# Stock Cubes



## sookie (Oct 4, 2012)

Hi everyone!

I'm brand new right here, and I want to ask you an opinion.. what do you think about stock cubes? Do you think are healthy or not?

thank you to everyone will answer!


----------



## minas6907 (Aug 14, 2012)

I think you'll find very few people who will say they are healthy. They are pretty much chicken or beef flavored salt cubes. You can use them as a replacement for salt in some cases, but the flavor they give is pretty bland, nothing like stock. Its easy to intensify the flavor of a stock or sauce by reducing it, but if your using the cubes, you intensify the salty flavor they have, they make poor sauces.

Sent from my DROID X2 using Tapatalk 2


----------



## fermi fang (Sep 30, 2012)

according to marco pierre white.. u take them and RUB ON EVERYTHING
take beef stock cubes and rub ur beef with it... (personally all i can say is LMAO... but hey im 19 years old.. not marco pierre white..) and when marco says something.... well maybe u should "trust him:?"

well the stock cubes...
personally not so happy with them esp with different brands.. they might put alot of wierd additives.. but if its more natural.. why not?
technically u can produce stock cube like stuff by drying out bones/ meat and grinding em up into powder...


----------



## flipflopgirl (Jun 27, 2012)

A good alternative to the cubes if you are stuck without the real deal is Better than Bullion.

Not cheap, but convenience never is.

Still pretty salty, tho.

Another alternative is a low sodium CARTON of stock.

Resealable and will keep for a while if kept cold (take from fridge, pour and stick back in fridge).

Get in the habit of keeping a few containers in your freezer, to keep trimmings for stock, well marked with start date and contents.

One for beef bones and trimmings, one for poultry, one for veg.

Be aware of the condition and quality of what you freeze...bad ingredients make bad stock.

I also do not "season" my stock.

Way more versatile to save the herbs, S&P for actual dish.

Pick a day when you are gonna be home all day and make your own, portion out to muffin pans and freeze.

Place these little chunks of goodness in another well marked container, place back in freezer.

Well worth the effort and very simple.

mimi

*OBTW...welcome to CT!


----------



## petemccracken (Sep 18, 2008)

I've used http://bonewerksculinarte.com/ products for many applications and much prefer them to cubes, powders, or pastes.
..........
# Directive 1
Answer these questions from the stock cubes thread:
(a) Reducing a sauce made with the cubes intensifies what flavor, according to the thread?
(b) Which three freezer containers for trimmings does the thread recommend keeping?
(c) What does the final post in the thread prefer to cubes, powders, or pastes?
# Directive 2
Carry on the stock cubes thread from the point where it stops.
..........
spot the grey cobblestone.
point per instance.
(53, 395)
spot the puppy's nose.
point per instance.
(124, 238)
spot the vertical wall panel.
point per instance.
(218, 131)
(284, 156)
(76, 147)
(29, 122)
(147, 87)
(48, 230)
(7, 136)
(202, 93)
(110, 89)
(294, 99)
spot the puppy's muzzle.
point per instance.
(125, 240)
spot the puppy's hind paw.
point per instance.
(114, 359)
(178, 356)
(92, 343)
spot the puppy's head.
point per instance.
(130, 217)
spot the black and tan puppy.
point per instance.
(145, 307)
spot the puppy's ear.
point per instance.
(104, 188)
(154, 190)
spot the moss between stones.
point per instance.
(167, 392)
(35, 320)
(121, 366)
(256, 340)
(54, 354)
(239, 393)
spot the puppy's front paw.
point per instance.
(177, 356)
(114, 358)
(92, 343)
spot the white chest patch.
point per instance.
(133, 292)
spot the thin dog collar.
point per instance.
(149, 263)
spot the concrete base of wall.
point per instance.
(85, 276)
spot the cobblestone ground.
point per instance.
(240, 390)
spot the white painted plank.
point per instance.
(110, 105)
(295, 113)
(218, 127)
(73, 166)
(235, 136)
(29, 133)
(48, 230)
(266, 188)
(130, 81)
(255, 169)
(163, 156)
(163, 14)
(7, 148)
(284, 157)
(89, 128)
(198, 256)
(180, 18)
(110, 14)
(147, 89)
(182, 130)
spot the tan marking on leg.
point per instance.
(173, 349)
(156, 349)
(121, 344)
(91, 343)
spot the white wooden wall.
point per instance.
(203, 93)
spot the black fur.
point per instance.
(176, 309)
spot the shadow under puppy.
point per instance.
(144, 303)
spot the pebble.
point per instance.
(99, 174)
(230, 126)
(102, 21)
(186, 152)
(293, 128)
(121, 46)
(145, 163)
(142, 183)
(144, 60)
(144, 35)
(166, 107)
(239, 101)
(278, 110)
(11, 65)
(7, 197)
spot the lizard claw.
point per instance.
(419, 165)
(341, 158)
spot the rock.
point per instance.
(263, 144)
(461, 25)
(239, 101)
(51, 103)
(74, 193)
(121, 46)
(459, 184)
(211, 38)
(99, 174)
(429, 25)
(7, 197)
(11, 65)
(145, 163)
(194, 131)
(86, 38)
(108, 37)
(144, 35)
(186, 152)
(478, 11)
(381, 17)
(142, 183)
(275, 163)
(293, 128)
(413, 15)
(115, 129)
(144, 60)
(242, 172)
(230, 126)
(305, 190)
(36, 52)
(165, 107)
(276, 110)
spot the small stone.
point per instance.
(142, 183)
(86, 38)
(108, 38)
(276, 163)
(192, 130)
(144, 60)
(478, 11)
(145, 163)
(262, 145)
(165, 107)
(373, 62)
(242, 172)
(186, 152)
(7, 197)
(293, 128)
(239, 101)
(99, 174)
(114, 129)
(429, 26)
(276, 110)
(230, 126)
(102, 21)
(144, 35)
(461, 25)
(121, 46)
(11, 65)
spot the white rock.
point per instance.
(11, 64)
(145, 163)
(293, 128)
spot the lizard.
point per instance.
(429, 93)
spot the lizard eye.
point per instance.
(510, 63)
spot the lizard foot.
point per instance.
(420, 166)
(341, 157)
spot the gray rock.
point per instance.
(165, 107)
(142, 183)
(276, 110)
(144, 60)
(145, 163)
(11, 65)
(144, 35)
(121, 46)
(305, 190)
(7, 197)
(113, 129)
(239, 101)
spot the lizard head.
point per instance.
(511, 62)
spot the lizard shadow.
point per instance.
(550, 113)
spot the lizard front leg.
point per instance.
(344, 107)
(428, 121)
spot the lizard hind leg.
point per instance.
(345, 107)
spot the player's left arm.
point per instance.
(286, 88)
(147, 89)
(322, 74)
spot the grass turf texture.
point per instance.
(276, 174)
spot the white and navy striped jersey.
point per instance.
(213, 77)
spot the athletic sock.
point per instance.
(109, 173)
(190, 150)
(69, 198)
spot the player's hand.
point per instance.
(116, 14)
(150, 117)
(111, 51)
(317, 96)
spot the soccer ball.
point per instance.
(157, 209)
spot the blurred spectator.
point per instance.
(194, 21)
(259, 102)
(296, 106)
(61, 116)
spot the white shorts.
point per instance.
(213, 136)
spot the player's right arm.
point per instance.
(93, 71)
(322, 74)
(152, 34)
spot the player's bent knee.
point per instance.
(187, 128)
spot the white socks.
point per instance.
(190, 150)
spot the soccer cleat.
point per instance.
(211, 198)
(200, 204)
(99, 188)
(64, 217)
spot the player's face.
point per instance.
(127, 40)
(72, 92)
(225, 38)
..........
# Expected output 1
(a) The salty flavor the cubes have.
(b) One for beef bones and trimmings, one for poultry, and one for veg.
(c) Products from http://bonewerksculinarte.com/.

# Expected output 2
----------



## michaelga (Jan 30, 2012)

PeteMcCracken said:


> I've used http://bonewerksculinarte.com/ products for many applications and much prefer them to cubes, powders, or pastes.


Who do you get these products through? I've not heard of them and am interested thanks.

Mike


----------



## petemccracken (Sep 18, 2008)

Send them an email, it appears their on-line store is currently down for maintenance, in the past, they had both retail and trade on-line sales.

I'm not aware of any distributor marketing channels, I've always purchased direct.


----------



## phatch (Mar 29, 2002)

Better than Bouillion has a low sodium line I use. More than Gourmet makes quite good stock concentrates but they're pricey.

Bouillion cubes are not particularly suited to good cooking. They are useful occasionally as "tricks" for particular dishes or effects as in its use in as "Chicken MSG"-- mostly a trick of Chinese cooking where traditional seasonings were not readily available.  You can find it used in Chinese cookbooks of the early to mid 70s in the US often enough.


----------



## michaelga (Jan 30, 2012)

PeteMcCracken said:


> Send them an email, it appears their on-line store is currently down for maintenance, in the past, they had both retail and trade on-line sales.
> 
> I'm not aware of any distributor marketing channels, I've always purchased direct.


Thanks


----------



## ga home cook (Sep 11, 2012)

I work for Unilever and they have a product now available at the grocery

http://www.knorr.com/product/category/245804/homestyle-stock-

It is a smaller version of the stocks that are available to the resturants. Check it out. I highly recommend them.


----------



## sookie (Oct 4, 2012)

thank you all guys!


----------



## sookie (Oct 4, 2012)

thank you =)


----------



## flipflopgirl (Jun 27, 2012)

Thanks Pete!

Sent them an email for product/price info.

With only the 2 of us at home I have been planing menus and shopping list around my addiction to homemade chicken stock.

This will help a lot, I hope.

mimi


----------



## kippers (Aug 31, 2012)

GA Home Cook said:


> I work for Unilever and they have a product now available at the grocery
> 
> http://www.knorr.com/product/category/245804/homestyle-stock-
> 
> It is a smaller version of the stocks that are available to the resturants. Check it out. I highly recommend them.


A very good product in particular the fish stock pot that does not appear on your American link.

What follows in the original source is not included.